====== Passage given ======

Why Is Prime Minister Stephen Harper Spending So Much Time Abroad?

 

John Capobianco:

Since we are passed the half way mark in Prime Minister Harper's first majority term in government, many folks (mostly pundits and media) are starting to take stock in the past few years since he took office. The one thing that is glaring is the PM's focus on international relations, both from trade relations perspective and his role with the UN.

This PM easily surpasses his predecessors when it comes to establishing bi-lateral trade relations with various countries, including many in South America and most importantly, in Asia. This is huge deal for Canada and it continues to play to the PM's strength, which is to focus on jobs and the economy.


Marit Stiles:

John forgot the major motivator for any international business travel: Airmiles!  But seriously, I think if you were to point out one of the greatest deficits of this Prime Minister and his government, it would be his lack of consideration for international relations and particularly the United Nations.

This is the PM who lost us our seat on the Security Council, let's not forget. And apparently we won't be trying to get back on.

All that aside, the Prime Minister should of course be going to the Ukraine. But he should be bringing a multi-party delegation with him.

That would have been the right thing to do.


Richard Mahoney:

I think every Prime Minister towards the end of their term in office starts to focus a little more on international affairs, and Prime Minister Harper is no different. Helping move the needle on Ukraine, as he is doing, is a lot more enjoyable than facing the music in the House on the botched appointment of Justice Nadon to the Supreme Court, or huge cuts to infrastructure funding and so on.

That said, I agree with John, and with the PM on Ukraine, and on the hard line on Putin. I think it is important to show solidarity on this, as we have done.

To Marit's point though, it was a mistake to prevent all three parties from going on the trip to Ukraine. Previous Canadian governments have done that, showing much broader support amongst Canadians, and expressing the solidarity that this issue deserves.

 

John Capobianco:

The mere fact that this PM is so respected among his international peers speaks volumes to the work he and his government have been doing over the last many years. With former President Bush and currently with President Obama - showing leadership with issues like Keystone, and especially showing leadership during the financial crisis, when many leaders looked to our PM and Finance Minister for answers on how to survive the crisis.

====== The data ======

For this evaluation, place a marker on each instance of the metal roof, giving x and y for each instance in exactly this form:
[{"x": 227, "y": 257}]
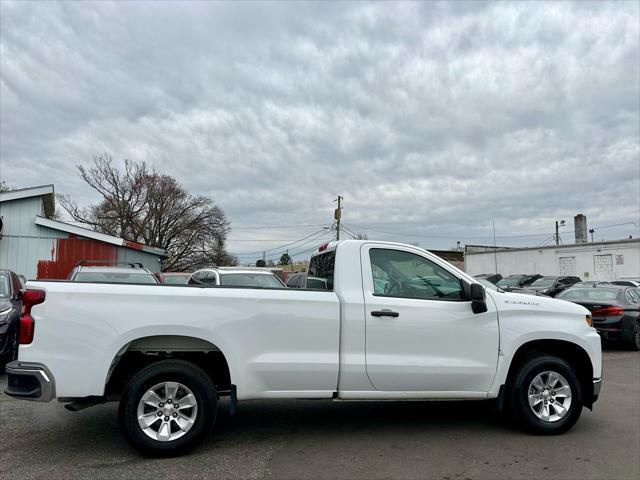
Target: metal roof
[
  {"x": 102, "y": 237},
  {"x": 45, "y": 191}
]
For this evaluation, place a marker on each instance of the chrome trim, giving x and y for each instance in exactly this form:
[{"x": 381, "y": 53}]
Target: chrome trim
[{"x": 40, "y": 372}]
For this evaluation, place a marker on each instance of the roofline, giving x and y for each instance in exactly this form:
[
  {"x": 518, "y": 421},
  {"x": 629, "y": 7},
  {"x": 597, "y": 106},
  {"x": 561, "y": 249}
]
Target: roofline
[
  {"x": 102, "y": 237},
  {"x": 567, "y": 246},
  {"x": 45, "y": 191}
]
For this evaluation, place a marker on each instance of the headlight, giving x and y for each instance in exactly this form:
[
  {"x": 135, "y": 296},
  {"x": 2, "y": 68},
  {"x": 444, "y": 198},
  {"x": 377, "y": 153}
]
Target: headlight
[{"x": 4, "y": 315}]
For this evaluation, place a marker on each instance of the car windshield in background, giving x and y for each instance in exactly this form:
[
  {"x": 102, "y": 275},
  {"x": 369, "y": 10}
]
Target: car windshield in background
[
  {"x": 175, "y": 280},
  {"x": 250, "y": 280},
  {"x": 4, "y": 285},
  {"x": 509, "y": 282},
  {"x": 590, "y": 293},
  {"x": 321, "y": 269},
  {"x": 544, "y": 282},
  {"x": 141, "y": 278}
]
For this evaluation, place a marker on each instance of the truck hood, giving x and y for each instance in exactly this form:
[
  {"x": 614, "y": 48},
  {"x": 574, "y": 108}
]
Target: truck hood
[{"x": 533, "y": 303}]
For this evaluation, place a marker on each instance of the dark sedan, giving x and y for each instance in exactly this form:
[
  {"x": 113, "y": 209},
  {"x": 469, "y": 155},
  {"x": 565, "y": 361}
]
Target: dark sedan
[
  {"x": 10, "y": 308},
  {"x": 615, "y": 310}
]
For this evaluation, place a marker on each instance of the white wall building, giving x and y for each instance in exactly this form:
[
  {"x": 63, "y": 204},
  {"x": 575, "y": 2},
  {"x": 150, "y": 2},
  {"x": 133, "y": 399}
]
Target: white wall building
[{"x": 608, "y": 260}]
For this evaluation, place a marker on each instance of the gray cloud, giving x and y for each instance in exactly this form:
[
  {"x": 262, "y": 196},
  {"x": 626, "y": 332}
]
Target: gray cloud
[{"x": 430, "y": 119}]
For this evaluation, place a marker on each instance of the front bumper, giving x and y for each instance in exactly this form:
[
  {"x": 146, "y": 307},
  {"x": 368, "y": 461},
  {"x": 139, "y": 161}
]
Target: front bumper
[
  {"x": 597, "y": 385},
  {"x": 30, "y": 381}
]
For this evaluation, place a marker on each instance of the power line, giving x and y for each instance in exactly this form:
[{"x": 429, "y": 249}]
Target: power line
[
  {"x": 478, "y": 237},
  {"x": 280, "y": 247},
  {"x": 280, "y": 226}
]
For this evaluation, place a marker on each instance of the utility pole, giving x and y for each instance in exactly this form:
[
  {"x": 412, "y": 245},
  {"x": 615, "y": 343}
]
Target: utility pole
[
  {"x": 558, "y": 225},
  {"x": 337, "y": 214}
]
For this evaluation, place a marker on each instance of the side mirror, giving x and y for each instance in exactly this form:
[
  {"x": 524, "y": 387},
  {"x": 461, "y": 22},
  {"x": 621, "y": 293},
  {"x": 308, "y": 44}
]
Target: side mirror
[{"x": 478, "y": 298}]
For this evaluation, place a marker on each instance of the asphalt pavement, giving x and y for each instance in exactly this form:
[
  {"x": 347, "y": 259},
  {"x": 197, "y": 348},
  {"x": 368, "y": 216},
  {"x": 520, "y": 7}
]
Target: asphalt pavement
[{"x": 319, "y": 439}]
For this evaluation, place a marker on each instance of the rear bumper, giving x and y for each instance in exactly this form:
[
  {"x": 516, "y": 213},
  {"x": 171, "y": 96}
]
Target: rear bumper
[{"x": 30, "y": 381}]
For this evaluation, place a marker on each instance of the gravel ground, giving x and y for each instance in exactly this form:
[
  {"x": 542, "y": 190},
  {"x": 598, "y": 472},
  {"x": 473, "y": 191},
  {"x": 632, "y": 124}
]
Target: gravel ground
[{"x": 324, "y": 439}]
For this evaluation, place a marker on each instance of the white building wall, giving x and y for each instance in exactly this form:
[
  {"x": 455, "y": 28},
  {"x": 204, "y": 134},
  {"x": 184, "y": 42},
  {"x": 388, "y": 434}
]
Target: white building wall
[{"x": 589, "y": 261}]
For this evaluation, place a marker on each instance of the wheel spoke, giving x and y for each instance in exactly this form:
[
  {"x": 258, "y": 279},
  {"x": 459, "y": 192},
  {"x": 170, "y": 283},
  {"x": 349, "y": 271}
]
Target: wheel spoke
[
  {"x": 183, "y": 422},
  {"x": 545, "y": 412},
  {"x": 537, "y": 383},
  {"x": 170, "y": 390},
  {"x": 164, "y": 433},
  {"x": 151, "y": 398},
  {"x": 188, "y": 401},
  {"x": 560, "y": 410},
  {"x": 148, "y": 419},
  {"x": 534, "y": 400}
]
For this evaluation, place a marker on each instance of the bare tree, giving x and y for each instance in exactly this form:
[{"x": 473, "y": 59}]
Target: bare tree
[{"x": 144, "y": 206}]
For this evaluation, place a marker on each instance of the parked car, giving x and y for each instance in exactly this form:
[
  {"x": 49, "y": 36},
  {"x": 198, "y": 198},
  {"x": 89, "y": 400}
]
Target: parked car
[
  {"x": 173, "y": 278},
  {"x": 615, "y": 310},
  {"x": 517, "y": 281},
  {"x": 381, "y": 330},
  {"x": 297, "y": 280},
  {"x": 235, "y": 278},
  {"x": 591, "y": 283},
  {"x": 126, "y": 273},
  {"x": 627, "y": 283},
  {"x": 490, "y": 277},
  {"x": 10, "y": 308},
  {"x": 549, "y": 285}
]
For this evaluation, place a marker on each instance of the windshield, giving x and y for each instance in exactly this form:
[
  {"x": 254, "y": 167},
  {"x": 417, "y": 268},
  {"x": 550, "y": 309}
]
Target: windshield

======

Problems and tasks
a – Reproduce word for word the part of the discussion of Harper's time abroad that begins at the words "That would have" and stops after the words "we have done.".
b – In the entries, take the lines beginning at the line that has "the white building" and stopping after the line that has "Target: white building wall". Give only those lines again, swapping "evaluation" for "assessment" and leaving everything else unchanged.

Outputs by task
a –
That would have been the right thing to do.


Richard Mahoney:

I think every Prime Minister towards the end of their term in office starts to focus a little more on international affairs, and Prime Minister Harper is no different. Helping move the needle on Ukraine, as he is doing, is a lot more enjoyable than facing the music in the House on the botched appointment of Justice Nadon to the Supreme Court, or huge cuts to infrastructure funding and so on.

That said, I agree with John, and with the PM on Ukraine, and on the hard line on Putin. I think it is important to show solidarity on this, as we have done.

b –
For this assessment, place a marker on each instance of the white building wall, giving x and y for each instance in exactly this form:
[
  {"x": 455, "y": 28},
  {"x": 204, "y": 134},
  {"x": 184, "y": 42},
  {"x": 388, "y": 434}
]
Target: white building wall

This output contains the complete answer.